* What to work on:
Please format the listing as a numbered list with blank lines left out, beginning at its first line and stopping after the line that has "(1008, 470)".

* Input records:
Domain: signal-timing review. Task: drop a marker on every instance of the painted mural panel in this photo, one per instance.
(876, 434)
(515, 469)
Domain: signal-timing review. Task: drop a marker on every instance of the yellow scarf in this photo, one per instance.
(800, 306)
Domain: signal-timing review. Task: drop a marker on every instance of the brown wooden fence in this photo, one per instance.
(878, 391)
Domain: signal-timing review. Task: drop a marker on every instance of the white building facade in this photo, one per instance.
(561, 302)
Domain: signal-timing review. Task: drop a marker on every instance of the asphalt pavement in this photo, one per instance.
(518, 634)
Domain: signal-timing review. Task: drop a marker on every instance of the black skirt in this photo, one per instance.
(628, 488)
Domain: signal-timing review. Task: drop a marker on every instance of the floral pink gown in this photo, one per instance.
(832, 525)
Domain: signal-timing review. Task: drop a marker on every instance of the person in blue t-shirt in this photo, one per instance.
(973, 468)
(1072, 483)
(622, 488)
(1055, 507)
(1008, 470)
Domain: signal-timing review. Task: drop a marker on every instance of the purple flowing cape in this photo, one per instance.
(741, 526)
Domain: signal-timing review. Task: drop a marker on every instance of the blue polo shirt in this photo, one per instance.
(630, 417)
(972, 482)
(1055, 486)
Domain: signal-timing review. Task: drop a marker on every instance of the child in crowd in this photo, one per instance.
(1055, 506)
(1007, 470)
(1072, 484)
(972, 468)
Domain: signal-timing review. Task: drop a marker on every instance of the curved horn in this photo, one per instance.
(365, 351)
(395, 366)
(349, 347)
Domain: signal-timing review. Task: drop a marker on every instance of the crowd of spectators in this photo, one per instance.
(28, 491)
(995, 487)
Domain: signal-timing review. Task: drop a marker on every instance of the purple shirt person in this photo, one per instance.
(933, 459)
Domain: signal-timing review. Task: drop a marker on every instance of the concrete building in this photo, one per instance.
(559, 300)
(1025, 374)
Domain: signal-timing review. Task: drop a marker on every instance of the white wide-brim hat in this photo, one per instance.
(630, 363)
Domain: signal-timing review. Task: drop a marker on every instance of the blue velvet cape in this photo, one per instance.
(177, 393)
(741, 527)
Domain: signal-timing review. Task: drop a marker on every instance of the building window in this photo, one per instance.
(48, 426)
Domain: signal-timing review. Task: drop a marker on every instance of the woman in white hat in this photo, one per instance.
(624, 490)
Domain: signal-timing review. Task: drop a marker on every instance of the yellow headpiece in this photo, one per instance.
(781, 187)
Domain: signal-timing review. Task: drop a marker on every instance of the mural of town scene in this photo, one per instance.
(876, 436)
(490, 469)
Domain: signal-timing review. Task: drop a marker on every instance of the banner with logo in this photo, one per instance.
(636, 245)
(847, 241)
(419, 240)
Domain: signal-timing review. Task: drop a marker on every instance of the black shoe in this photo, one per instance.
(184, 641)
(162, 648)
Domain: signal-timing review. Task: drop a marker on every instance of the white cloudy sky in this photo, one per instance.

* Problem solution:
1. Domain: signal-timing review. Task: drop a marker on every instance of the painted mural panel in this photo, one per instance.
2. (876, 434)
3. (515, 469)
4. Domain: signal-timing review. Task: drop a marker on every instance of the yellow scarf in this photo, one per instance.
5. (800, 306)
6. Domain: signal-timing review. Task: drop a marker on every instance of the brown wooden fence in this photo, one per instance.
7. (878, 391)
8. Domain: signal-timing review. Task: drop a marker on every instance of the white building facade in this photo, one per instance.
9. (561, 302)
10. Domain: signal-timing review. Task: drop a marker on every instance of the asphalt pavement in this photo, one per instance.
11. (518, 634)
12. Domain: signal-timing review. Task: drop a marker on every instance of the black skirt in this photo, one per instance.
13. (628, 488)
14. Domain: signal-timing review. Task: drop a marker on every instance of the floral pink gown in this photo, one per instance.
15. (832, 525)
16. Domain: signal-timing review. Task: drop a marker on every instance of the person in blue t-shirt in this photo, one per instance.
17. (973, 468)
18. (1072, 483)
19. (622, 488)
20. (1055, 507)
21. (1008, 470)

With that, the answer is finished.